TAREFA A REALIZAR: Transcreva do texto sobre a opção pelos pobres tudo o que vai desde "Nem sempre é" até "da pessoa necessitada.".

SECÇÃO DO DOCUMENTO:
Opção pelos pobres: Dificuldades
João Paulo II (SRS 42) explicou o que se deve entender por opção pelos pobres: é uma opção preferencial e não exclusiva, firme e irrevogável, baseada na Palavra de Deus e não em critérios políticos ou sociológicos. E traçou os seus conteúdos: é uma forma especial de primazia no exercício da caridade cristã; refere-se à vida do cristão enquanto imitação da vida de Cristo; aplica-se igualmente às nossas responsabilidades sociais, isto é, ao nosso viver e às decisões que temos de tomar quanto à propriedade e uso dos bens. Finalmente definiu o seu âmbito: as imensas multidões de famintos, de mendigos, sem tecto, sem assistência médica e os sem esperança de um futuro melhor.
Nem sempre é fácil cumprir estes critérios, atendendo a que as comunidades cristãs, como referi, são muitas, têm muita gente, como mundividências naturalmente diferentes, embora se espere que saibam sempre dar prioridade à dignidade da pessoa necessitada.
As instituições cristãs de solidariedade correm o risco de nem sempre estarem efectivamente ao serviço dos pobres.
Uma primeira dificuldade é que, nalguns casos, parecem mais preocupadas em reger-se pela lógica de mercado do que da solidariedade. É evidente que ninguém pode servir se não tiver condições económicas para isso. E aqui a questão que se coloca é: onde está o apoio da comunidade cristã? A comunidade sente como sua aquela obra? Se não, como podem elas dar testemunho evangélico no apoio e acolhimento dos mais necessitados.

DADOS FORNECIDOS:
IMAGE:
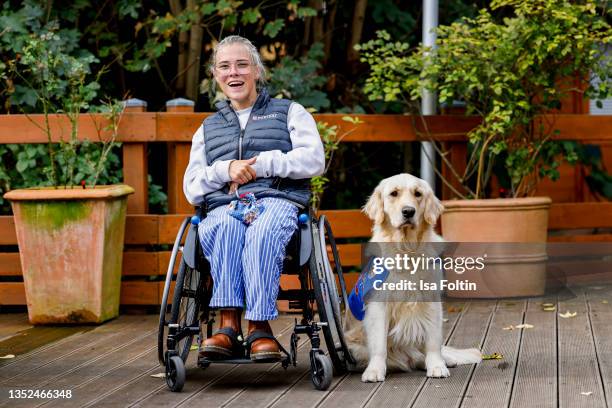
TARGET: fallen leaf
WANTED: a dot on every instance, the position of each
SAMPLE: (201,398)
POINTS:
(494,356)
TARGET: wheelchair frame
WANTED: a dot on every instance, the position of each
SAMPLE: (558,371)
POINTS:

RESPOSTA AO EXERCÍCIO:
Nem sempre é fácil cumprir estes critérios, atendendo a que as comunidades cristãs, como referi, são muitas, têm muita gente, como mundividências naturalmente diferentes, embora se espere que saibam sempre dar prioridade à dignidade da pessoa necessitada.